**** Estratto della pagina

Delusione derivata da motivi che possono essere i più diversi, ma che sono in realtà riconducibili ad un unico aspetto: il tradimento della fiducia.
La delusione nasce quando pensavi di poterti fidare di qualcuno in quel ruolo, per quel compito, per un favore, per un aiuto. Magari la disponibilità c’è anche stata. A parole, la disponibilità era immediata e illimitata. A parole.
L’ipocrisia non abita l’odio, perché è un male più subdolo, che serpeggia in modo incontrollato tra le azioni più naturali.
Il primo passo è quasi sempre l’abuso delle parole, che vengono piegate a piacimento secondo i propri scopi, in modo più o meno consapevole. Plasmare il significato, forgiare una declinazione diversa genera innanzitutto confusione, poi la difficoltà di percepire e discriminare il vero dal fasullo: anche se è solo un romanzo per ragazzi, si tratta di una situazione ben delineata da “La storia infinita” di Michael Ende:
«Solo il nome giusto dà a tutte le creature e a tutte le cose la loro realtà»

********
**** Estratto dati

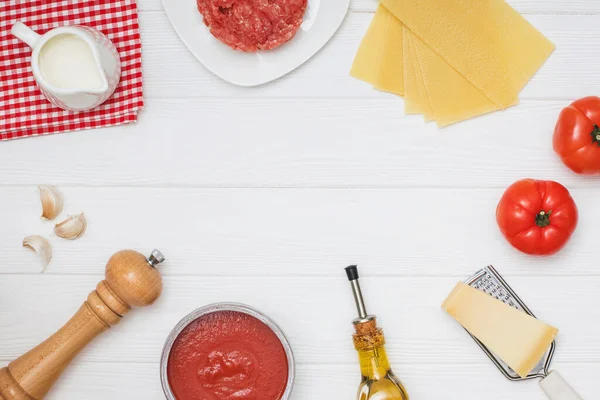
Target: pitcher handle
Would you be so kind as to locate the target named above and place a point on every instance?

********

Consegna ::
In base all'estratto della pagina, rispondi alle domande seguenti:
(a) A quale unico aspetto sono riconducibili i diversi motivi della delusione?
(b) Qual è quasi sempre il primo passo?
(c) Quale romanzo viene citato, e di quale autore?

Soluzione ::
(a) Al tradimento della fiducia.
(b) L'abuso delle parole.
(c) "La storia infinita" di Michael Ende.